Entries supplied »

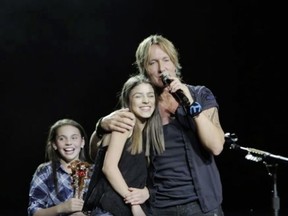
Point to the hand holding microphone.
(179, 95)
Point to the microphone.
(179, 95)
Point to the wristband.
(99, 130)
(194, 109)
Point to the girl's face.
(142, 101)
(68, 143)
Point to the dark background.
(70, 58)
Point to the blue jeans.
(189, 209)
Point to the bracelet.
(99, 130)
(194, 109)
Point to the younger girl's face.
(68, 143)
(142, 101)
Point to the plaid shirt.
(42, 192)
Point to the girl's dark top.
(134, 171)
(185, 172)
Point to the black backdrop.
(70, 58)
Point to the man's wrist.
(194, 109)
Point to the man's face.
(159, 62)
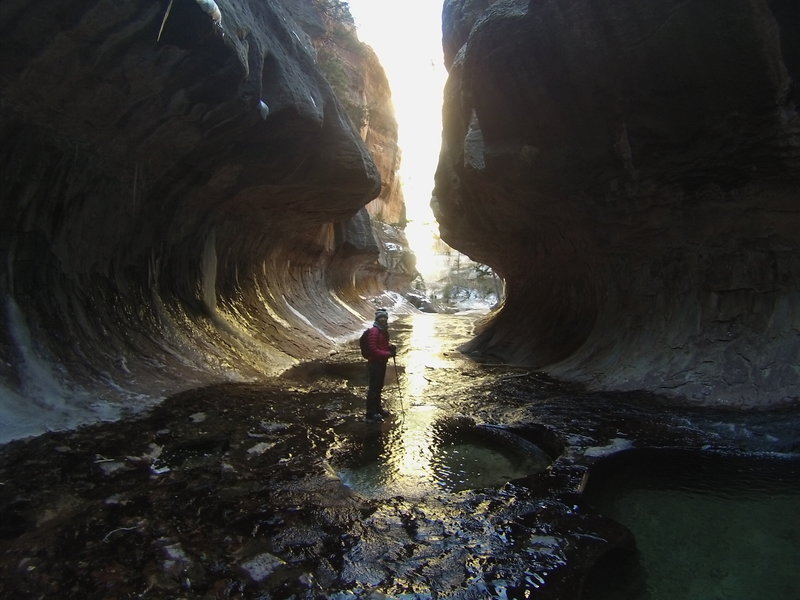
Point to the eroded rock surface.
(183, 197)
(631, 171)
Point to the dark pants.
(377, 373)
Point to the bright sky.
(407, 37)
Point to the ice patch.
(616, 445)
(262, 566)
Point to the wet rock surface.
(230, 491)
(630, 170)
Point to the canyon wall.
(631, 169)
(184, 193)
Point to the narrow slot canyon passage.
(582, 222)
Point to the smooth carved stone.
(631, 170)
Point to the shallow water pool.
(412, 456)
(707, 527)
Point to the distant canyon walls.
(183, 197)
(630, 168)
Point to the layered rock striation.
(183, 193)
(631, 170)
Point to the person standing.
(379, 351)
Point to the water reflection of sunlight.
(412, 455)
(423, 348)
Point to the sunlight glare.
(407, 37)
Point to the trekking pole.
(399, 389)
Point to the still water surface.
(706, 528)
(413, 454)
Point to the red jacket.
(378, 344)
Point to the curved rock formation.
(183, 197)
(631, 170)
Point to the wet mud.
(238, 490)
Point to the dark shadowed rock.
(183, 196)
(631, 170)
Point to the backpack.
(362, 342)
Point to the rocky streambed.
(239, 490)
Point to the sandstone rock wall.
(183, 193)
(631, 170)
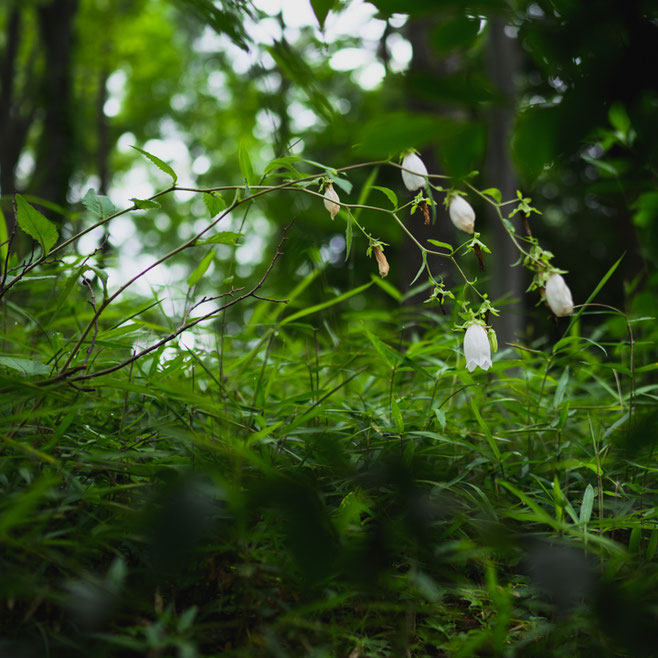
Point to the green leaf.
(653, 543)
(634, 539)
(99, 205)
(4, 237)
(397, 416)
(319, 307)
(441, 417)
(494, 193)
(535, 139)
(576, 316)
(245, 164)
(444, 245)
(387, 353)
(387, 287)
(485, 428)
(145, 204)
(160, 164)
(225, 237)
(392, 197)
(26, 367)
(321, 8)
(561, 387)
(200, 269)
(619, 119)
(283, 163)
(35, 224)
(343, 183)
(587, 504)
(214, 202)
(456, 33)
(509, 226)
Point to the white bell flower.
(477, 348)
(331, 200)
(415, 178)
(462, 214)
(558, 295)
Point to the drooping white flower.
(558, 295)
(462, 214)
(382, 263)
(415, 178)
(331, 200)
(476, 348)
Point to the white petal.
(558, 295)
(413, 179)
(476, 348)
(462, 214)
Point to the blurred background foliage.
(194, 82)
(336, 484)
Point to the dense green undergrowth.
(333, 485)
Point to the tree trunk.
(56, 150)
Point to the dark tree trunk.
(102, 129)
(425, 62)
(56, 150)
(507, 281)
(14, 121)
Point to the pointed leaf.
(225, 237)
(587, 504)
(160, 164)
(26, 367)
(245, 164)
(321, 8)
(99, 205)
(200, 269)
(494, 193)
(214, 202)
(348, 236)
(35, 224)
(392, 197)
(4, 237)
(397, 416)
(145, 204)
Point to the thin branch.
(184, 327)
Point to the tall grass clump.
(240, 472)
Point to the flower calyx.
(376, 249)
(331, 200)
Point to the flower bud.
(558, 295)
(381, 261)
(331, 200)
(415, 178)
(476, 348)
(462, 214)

Set task » Lay out the lines as a Markdown table, starting at the line that contains "Point to the tall grass clump." and ending at the last line. Use the columns No. and Text, number each row, and leave out blank lines.

The response »
| No. | Text |
|---|---|
| 1 | Point to the tall grass clump. |
| 2 | (240, 472) |
| 3 | Point to the flower calyx. |
| 4 | (376, 249) |
| 5 | (331, 200) |
| 6 | Point to the flower bud. |
| 7 | (558, 295) |
| 8 | (381, 261) |
| 9 | (331, 200) |
| 10 | (415, 178) |
| 11 | (476, 348) |
| 12 | (462, 214) |